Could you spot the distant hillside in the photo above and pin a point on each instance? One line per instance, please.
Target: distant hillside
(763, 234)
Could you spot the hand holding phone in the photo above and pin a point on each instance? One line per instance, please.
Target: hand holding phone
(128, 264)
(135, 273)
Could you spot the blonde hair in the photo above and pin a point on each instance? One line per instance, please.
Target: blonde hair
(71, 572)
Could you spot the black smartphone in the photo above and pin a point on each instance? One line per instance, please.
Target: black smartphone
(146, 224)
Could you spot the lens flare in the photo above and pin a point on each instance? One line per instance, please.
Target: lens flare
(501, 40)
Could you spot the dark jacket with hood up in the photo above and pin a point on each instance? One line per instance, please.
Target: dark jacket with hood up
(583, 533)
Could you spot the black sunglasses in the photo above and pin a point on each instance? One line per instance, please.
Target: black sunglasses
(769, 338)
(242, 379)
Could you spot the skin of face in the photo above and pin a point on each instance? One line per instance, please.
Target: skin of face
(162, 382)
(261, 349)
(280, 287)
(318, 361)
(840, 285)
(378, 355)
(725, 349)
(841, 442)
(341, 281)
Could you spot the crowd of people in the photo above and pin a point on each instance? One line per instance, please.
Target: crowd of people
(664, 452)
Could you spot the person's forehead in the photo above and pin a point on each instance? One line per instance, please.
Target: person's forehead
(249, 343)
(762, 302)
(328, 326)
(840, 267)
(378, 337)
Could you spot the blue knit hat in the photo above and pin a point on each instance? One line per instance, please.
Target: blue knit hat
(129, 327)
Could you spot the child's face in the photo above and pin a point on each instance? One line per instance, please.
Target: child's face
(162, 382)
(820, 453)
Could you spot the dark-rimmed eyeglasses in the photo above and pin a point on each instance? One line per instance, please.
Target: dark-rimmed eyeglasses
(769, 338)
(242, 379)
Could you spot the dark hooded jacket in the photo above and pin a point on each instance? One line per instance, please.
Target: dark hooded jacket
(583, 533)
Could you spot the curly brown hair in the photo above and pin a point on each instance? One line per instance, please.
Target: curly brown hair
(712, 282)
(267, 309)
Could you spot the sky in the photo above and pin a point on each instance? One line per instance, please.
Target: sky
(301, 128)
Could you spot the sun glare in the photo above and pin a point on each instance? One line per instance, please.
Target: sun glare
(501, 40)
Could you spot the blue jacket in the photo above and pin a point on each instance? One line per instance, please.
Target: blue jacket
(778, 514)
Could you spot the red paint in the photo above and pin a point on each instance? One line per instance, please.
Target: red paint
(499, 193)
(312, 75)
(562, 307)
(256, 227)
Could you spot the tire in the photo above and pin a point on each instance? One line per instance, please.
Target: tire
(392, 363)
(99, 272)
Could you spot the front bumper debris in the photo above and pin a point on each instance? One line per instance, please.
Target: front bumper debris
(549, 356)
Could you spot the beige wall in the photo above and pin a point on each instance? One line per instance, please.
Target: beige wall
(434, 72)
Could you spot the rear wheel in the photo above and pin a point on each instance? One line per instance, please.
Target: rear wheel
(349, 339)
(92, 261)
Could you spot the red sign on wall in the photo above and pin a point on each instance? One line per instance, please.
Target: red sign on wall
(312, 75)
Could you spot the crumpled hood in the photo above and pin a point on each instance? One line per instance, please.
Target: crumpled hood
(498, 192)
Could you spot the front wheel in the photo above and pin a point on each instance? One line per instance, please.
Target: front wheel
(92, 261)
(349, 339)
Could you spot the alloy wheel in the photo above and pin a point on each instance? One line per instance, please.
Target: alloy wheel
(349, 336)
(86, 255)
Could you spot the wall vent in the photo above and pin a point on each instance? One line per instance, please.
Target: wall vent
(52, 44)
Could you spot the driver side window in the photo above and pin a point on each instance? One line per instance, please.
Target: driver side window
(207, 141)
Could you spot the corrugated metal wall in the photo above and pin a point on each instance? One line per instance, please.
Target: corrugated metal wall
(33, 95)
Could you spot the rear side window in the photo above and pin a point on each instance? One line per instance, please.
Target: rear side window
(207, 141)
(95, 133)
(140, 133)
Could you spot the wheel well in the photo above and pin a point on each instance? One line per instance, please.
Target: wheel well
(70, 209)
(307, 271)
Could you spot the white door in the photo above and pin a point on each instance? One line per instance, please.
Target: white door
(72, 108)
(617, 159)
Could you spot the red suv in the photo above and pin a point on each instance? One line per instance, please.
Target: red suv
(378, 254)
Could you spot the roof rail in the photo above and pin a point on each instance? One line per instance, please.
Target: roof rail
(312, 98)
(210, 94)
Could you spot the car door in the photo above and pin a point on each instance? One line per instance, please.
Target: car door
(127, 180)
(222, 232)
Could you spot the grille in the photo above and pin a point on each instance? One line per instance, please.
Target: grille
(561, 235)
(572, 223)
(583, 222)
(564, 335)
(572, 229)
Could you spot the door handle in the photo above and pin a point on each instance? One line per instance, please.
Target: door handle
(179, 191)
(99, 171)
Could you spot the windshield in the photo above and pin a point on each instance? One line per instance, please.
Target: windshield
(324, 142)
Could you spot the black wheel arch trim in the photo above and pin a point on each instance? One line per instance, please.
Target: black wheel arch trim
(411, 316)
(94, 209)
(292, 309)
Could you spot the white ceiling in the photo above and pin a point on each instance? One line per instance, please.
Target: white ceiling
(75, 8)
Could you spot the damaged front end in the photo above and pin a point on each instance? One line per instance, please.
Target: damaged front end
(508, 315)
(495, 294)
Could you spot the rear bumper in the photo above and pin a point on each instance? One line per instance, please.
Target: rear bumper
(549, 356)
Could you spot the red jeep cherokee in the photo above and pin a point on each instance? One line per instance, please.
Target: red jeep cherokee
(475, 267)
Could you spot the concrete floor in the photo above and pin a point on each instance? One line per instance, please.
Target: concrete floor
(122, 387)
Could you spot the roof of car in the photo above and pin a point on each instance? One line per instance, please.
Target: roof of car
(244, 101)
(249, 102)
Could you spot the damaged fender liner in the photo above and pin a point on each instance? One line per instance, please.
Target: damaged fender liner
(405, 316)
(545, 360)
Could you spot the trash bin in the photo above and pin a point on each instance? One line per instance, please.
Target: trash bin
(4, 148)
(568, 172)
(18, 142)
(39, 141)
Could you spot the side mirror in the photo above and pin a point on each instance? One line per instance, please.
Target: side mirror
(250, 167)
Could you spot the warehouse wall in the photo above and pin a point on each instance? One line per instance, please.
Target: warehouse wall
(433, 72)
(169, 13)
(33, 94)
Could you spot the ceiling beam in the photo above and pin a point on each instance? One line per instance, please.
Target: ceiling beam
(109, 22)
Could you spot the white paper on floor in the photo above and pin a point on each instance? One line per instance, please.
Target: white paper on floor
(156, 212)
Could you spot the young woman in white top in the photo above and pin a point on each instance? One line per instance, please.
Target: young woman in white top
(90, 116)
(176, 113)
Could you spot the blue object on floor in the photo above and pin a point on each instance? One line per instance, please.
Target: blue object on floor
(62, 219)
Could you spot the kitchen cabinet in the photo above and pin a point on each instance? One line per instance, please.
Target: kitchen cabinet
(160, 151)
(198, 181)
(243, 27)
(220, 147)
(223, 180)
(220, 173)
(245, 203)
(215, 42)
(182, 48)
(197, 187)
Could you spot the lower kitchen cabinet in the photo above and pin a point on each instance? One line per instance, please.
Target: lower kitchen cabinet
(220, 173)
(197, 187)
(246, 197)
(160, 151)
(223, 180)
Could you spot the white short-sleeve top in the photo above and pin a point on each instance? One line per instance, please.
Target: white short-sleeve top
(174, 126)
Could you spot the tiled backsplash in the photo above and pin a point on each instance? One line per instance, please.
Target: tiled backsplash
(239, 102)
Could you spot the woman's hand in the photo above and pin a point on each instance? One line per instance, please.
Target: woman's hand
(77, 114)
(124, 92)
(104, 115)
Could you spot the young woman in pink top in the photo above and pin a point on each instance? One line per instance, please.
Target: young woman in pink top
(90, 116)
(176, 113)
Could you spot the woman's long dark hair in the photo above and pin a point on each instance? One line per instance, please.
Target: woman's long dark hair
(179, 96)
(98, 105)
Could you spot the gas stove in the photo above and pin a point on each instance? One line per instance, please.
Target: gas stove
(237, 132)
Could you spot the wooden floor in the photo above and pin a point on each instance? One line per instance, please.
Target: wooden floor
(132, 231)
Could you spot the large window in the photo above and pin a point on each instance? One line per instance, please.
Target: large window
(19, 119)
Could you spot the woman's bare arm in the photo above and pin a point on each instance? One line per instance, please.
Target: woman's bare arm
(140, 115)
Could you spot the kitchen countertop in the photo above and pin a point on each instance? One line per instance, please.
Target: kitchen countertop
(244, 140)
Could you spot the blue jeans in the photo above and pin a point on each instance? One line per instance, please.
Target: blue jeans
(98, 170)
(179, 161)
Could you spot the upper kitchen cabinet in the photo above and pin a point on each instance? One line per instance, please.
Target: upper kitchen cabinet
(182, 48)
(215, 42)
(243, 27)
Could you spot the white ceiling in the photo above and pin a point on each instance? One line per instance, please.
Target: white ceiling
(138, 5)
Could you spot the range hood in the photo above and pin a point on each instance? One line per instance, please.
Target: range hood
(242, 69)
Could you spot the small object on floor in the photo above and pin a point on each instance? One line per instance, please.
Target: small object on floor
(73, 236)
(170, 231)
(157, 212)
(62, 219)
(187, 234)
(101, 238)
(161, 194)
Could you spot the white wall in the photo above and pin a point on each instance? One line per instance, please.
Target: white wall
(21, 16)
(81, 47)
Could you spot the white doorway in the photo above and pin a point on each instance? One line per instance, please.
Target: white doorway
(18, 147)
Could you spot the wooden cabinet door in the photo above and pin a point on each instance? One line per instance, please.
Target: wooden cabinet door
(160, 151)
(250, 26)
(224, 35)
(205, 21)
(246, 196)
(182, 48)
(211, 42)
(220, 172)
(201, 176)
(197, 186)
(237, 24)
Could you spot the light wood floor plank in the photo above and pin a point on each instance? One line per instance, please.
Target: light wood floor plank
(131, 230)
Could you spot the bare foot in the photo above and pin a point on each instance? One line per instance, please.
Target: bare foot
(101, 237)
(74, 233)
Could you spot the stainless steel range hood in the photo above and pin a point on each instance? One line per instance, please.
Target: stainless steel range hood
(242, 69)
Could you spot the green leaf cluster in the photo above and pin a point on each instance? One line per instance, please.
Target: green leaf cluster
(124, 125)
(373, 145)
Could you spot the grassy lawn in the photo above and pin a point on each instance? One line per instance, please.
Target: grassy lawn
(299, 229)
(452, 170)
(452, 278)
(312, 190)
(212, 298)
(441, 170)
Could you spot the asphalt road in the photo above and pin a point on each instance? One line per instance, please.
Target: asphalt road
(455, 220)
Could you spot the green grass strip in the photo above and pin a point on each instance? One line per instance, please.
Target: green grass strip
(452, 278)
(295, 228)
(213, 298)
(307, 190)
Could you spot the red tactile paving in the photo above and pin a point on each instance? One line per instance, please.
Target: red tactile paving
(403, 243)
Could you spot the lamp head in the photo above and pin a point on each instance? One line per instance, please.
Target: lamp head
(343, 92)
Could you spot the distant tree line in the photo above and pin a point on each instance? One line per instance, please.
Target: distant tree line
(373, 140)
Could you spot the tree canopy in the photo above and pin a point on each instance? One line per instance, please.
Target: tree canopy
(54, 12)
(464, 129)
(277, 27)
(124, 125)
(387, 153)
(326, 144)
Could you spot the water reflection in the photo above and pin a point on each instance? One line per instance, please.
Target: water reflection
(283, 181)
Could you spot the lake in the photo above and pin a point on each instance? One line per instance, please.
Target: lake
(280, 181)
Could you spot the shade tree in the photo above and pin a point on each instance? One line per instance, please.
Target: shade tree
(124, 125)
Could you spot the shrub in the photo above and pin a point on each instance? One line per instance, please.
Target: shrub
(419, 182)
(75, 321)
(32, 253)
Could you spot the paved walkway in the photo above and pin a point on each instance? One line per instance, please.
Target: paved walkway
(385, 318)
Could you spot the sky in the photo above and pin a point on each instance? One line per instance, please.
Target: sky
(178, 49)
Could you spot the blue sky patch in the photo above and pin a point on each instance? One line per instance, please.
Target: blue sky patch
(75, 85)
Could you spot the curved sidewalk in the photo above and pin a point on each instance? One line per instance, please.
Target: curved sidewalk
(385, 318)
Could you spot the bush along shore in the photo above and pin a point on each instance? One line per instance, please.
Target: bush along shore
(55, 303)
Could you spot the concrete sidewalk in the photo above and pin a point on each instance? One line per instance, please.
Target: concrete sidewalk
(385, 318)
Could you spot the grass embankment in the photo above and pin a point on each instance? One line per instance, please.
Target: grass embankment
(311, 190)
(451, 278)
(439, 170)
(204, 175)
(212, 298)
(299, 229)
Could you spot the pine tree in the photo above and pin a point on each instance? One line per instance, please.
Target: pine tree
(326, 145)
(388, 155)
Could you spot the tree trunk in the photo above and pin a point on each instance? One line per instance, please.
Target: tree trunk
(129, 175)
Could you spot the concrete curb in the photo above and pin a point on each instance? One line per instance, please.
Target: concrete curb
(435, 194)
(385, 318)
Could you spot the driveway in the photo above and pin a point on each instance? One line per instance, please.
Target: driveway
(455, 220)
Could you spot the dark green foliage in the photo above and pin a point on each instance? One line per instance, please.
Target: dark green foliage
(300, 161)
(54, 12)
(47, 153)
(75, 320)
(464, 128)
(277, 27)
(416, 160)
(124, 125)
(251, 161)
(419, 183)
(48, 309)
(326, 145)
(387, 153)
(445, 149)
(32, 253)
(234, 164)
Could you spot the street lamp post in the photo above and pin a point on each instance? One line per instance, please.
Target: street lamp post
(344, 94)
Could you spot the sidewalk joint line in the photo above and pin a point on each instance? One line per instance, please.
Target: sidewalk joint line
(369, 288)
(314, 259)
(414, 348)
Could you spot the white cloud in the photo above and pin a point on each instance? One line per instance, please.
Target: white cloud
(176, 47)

* [Task statement]
Every line above from the line with "Could you spot the woman's bare" to the line with "Could you spot the kitchen countertop", inclusive, must be returned exactly; no other line belongs in the reply.

* [Reply to the exercise]
Could you spot the woman's bare arm in the photo above and pin a point on each instance? One line per instance, please.
Target: woman's bare arm
(140, 115)
Could you spot the kitchen countertop in the photo above and pin a point on each instance? One line per instance, please.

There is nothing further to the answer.